◆ **Task objective**:
The reply should be a single number: the count of lines below that contain the word "water".

◆ **Record set**:
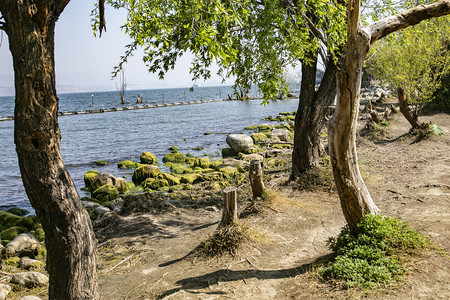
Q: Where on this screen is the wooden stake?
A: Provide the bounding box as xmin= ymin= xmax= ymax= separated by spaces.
xmin=219 ymin=187 xmax=238 ymax=228
xmin=249 ymin=159 xmax=265 ymax=200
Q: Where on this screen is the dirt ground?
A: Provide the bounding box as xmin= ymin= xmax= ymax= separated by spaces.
xmin=97 ymin=113 xmax=450 ymax=300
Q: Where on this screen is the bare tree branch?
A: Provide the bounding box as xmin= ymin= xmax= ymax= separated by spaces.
xmin=368 ymin=0 xmax=450 ymax=45
xmin=300 ymin=11 xmax=328 ymax=47
xmin=99 ymin=0 xmax=106 ymax=37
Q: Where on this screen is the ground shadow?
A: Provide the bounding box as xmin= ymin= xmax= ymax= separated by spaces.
xmin=156 ymin=254 xmax=332 ymax=299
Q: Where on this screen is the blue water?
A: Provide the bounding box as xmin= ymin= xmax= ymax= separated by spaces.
xmin=0 ymin=86 xmax=298 ymax=213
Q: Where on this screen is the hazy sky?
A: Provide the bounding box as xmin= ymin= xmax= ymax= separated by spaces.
xmin=0 ymin=2 xmax=233 ymax=96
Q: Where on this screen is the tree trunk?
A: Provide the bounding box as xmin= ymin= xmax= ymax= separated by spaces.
xmin=291 ymin=52 xmax=337 ymax=179
xmin=327 ymin=0 xmax=380 ymax=230
xmin=397 ymin=87 xmax=421 ymax=128
xmin=218 ymin=187 xmax=238 ymax=229
xmin=0 ymin=2 xmax=100 ymax=299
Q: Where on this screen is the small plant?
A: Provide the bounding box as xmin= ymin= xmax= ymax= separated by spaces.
xmin=320 ymin=214 xmax=426 ymax=289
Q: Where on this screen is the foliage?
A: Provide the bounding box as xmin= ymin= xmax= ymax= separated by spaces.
xmin=92 ymin=0 xmax=347 ymax=101
xmin=320 ymin=214 xmax=427 ymax=288
xmin=366 ymin=15 xmax=450 ymax=116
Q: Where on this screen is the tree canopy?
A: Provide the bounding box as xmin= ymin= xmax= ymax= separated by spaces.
xmin=367 ymin=15 xmax=450 ymax=115
xmin=93 ymin=0 xmax=347 ymax=100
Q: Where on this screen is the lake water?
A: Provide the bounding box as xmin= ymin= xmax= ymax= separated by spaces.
xmin=0 ymin=86 xmax=299 ymax=213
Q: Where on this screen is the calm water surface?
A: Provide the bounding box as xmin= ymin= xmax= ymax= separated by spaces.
xmin=0 ymin=87 xmax=298 ymax=212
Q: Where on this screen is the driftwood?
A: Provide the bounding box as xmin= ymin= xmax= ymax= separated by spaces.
xmin=366 ymin=100 xmax=381 ymax=123
xmin=249 ymin=159 xmax=264 ymax=200
xmin=218 ymin=187 xmax=238 ymax=228
xmin=397 ymin=87 xmax=421 ymax=128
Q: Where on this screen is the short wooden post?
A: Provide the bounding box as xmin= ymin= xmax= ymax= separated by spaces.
xmin=218 ymin=187 xmax=238 ymax=229
xmin=249 ymin=159 xmax=264 ymax=200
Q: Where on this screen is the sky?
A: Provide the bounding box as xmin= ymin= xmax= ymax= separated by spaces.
xmin=0 ymin=2 xmax=233 ymax=96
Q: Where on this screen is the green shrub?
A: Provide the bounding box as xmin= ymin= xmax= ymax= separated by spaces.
xmin=320 ymin=214 xmax=426 ymax=288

◆ **Answer for this exercise**:
3